Excerpt:
•••••
After the TOPIK II ~ Attempt #1

So the TOPIK is finished, for now.

The single best thing about the TOPIK is that they release the test questions almost immediately after the test, so you can attempt to self score while it’s still fresh. (Unless my writing was completely incomprehensible, I’m thinking 5).

That is they did until yesterday… If my reading skills are not too off, as of 2015, they are increasing the number of times the exam can be taken in a year (6 total, 4 outside Korea), but they are going to stop posting the exams online (my guess is with the increased test load they will start recycling questions). It did say they would continue to post one test per year, and they won’t remove the tests that are already there.

But anyway, as for my overall impressions of actually taking the new test in an official capacity…

1. My palms were sweating and I think my hand was literally shaking during the writing section, so I may have been nervous…

2. I’ve read a lot of complaints about how the timing is too short. But honestly, I don’t think it’s that bad. Short, yes. Unreasonably short, no.

The thing is if you’re prepared and really know your stuff, then there’s plenty of time. I at least finished reading/writing/answering all questions. Whether I understood them is a separate issue, but that’s my level, and I accept that.

If you’re only aiming for level 3 or 4… You don’t even need to attempt all questions. Take as much time as you need to answer the questions you know, and choose one answer for the rest.
•••••
Dataset entries:

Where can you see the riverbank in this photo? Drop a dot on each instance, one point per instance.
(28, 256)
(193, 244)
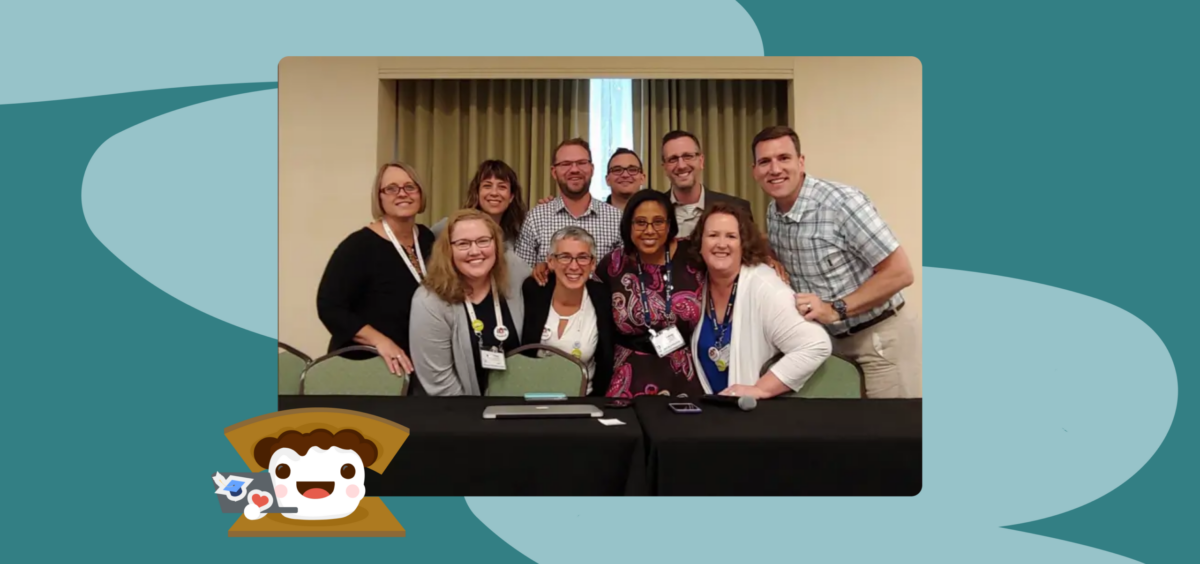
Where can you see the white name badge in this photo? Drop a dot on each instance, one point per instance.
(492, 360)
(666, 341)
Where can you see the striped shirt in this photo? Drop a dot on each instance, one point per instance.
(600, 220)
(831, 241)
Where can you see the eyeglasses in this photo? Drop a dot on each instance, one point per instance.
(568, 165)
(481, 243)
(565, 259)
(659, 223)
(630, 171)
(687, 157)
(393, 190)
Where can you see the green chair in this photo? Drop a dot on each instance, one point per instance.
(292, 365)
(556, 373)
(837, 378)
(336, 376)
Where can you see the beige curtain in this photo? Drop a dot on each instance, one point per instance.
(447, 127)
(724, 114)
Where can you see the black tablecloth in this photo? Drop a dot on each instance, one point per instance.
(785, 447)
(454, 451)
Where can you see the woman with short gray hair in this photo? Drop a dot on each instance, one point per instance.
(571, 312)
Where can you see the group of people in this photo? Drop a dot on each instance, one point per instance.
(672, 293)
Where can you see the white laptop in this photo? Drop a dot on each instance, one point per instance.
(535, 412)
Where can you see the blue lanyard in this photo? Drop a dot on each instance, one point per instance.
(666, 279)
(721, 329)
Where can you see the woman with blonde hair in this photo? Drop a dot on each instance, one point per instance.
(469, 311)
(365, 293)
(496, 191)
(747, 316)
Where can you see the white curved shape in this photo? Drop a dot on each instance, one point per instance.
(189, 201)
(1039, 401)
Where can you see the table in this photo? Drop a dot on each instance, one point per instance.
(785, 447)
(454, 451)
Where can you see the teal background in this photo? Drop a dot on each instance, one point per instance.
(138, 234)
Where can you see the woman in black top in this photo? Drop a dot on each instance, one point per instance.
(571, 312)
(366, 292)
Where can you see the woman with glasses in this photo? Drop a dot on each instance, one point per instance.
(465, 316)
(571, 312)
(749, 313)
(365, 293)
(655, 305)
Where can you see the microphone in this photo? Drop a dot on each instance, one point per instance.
•••••
What to do:
a: Print the passage from the TOPIK II post starting at "But anyway, as" and ending at "Unreasonably short, no.".
b: According to the TOPIK II post, what is the single best thing about the TOPIK?
The entries are separate from the TOPIK II post and are unrelated to it.

Responses for each task:
a:
But anyway, as for my overall impressions of actually taking the new test in an official capacity…

1. My palms were sweating and I think my hand was literally shaking during the writing section, so I may have been nervous…

2. I’ve read a lot of complaints about how the timing is too short. But honestly, I don’t think it’s that bad. Short, yes. Unreasonably short, no.

b: The test questions are released almost immediately after the test, so test takers can try to score themselves while it is still fresh.